[Directions] Each entry shown below is to be reproduced exactly.

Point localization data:
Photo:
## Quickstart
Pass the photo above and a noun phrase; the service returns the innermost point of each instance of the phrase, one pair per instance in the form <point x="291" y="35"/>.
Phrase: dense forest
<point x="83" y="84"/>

[Exercise response]
Photo:
## Quickstart
Pass the photo above and a noun phrase; the service returns the innermost point of each instance of the phrase, one pair per instance in the form <point x="291" y="35"/>.
Phrase: dense forest
<point x="83" y="84"/>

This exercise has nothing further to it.